- [Requirements]: From the entries that follow, pull out each line containing the word "below". Copy every such line in full.
----------
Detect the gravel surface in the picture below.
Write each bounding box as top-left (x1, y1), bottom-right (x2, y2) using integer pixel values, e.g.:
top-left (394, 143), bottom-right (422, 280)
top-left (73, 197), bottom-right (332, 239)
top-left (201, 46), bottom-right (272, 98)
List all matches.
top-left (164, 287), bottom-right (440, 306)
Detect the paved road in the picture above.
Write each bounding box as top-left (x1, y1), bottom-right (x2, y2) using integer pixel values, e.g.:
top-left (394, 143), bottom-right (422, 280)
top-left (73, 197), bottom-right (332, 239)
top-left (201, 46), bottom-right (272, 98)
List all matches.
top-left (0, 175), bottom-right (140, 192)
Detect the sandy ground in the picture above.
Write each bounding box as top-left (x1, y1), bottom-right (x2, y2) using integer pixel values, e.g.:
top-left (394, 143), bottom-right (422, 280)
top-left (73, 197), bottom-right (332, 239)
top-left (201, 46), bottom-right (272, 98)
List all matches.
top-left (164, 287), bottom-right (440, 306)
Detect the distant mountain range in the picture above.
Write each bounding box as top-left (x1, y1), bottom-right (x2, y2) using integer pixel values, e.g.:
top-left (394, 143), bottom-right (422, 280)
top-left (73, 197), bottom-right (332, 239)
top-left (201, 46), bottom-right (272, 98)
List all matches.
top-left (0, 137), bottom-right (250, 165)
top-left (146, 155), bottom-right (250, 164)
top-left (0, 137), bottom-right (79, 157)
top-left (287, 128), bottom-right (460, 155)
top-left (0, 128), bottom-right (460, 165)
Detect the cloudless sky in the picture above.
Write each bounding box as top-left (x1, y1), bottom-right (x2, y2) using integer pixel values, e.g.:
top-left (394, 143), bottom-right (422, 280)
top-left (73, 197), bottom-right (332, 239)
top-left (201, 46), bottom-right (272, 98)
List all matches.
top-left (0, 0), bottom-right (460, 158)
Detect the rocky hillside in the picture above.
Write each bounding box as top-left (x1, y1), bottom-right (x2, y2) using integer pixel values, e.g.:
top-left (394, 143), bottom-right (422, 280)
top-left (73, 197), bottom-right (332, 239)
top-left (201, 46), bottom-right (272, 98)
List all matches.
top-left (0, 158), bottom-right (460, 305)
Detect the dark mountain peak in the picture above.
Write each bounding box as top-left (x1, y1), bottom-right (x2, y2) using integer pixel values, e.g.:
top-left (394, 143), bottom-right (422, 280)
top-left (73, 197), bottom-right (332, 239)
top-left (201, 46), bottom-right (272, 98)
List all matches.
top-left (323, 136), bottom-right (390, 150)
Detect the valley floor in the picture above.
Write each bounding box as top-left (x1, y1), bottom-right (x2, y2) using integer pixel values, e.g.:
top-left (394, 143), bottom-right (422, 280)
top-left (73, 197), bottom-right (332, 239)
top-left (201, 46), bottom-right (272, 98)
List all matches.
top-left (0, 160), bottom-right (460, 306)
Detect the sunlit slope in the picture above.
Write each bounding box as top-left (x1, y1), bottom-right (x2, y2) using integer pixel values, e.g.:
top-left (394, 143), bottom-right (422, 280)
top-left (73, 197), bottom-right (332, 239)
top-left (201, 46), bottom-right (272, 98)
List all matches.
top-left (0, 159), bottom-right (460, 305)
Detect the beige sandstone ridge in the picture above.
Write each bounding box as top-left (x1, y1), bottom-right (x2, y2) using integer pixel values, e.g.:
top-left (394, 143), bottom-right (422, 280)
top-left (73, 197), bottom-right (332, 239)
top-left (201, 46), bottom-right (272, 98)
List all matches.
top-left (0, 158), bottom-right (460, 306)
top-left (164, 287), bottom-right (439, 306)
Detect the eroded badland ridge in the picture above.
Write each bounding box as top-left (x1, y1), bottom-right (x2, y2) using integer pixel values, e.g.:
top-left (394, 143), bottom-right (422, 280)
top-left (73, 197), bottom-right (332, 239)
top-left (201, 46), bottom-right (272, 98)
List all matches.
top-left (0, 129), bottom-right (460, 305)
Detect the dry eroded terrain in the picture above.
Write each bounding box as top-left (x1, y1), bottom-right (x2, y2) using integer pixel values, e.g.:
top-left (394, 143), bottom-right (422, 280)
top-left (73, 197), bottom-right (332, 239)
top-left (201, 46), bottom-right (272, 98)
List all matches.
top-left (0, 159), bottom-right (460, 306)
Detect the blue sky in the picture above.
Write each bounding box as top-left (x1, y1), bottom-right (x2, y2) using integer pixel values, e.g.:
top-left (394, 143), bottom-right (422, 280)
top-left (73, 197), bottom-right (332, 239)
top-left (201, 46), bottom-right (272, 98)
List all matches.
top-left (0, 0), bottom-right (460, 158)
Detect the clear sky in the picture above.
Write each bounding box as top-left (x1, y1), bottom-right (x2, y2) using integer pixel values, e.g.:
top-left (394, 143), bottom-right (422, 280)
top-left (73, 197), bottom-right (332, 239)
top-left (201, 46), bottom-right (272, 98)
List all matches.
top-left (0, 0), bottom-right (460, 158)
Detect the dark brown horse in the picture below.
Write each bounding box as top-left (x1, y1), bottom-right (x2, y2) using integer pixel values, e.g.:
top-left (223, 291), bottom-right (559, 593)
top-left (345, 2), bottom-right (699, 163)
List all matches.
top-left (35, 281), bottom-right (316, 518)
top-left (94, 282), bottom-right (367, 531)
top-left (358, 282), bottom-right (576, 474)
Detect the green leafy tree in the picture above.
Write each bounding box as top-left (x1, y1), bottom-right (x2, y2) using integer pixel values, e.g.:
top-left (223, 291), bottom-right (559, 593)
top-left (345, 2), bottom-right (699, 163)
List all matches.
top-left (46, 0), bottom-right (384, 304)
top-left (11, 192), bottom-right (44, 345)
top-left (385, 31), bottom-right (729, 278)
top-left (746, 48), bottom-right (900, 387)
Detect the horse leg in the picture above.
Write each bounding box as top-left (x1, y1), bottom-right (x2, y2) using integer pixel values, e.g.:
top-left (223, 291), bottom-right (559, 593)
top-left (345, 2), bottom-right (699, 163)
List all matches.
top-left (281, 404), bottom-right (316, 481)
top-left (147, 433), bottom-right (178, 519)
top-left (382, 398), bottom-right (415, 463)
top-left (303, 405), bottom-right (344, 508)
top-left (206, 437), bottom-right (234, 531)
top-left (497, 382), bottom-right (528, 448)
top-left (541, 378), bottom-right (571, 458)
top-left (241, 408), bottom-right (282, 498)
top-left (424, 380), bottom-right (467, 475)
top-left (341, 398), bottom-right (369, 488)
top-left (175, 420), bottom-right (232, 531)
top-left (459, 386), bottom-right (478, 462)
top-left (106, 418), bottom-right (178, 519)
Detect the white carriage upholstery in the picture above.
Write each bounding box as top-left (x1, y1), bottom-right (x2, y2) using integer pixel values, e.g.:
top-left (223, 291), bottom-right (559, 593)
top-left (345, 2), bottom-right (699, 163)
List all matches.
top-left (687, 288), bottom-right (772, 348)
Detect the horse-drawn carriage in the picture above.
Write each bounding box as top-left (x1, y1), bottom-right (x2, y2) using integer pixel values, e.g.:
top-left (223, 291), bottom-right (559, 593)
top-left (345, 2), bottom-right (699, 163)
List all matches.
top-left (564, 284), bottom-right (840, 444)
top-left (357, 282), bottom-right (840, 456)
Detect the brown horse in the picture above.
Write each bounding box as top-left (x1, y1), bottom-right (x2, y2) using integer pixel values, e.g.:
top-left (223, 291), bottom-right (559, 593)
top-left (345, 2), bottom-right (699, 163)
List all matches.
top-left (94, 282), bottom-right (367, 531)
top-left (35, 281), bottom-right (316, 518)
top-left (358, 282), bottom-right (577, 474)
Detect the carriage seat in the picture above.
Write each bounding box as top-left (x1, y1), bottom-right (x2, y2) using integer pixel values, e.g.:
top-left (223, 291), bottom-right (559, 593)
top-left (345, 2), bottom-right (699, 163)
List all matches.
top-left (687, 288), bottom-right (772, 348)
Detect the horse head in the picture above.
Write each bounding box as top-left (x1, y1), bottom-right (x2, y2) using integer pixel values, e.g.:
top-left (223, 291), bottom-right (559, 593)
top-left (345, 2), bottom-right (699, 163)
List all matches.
----------
- [Result of this task]:
Detect the gravel surface in the picture below.
Detect the dark brown horse in the picture below.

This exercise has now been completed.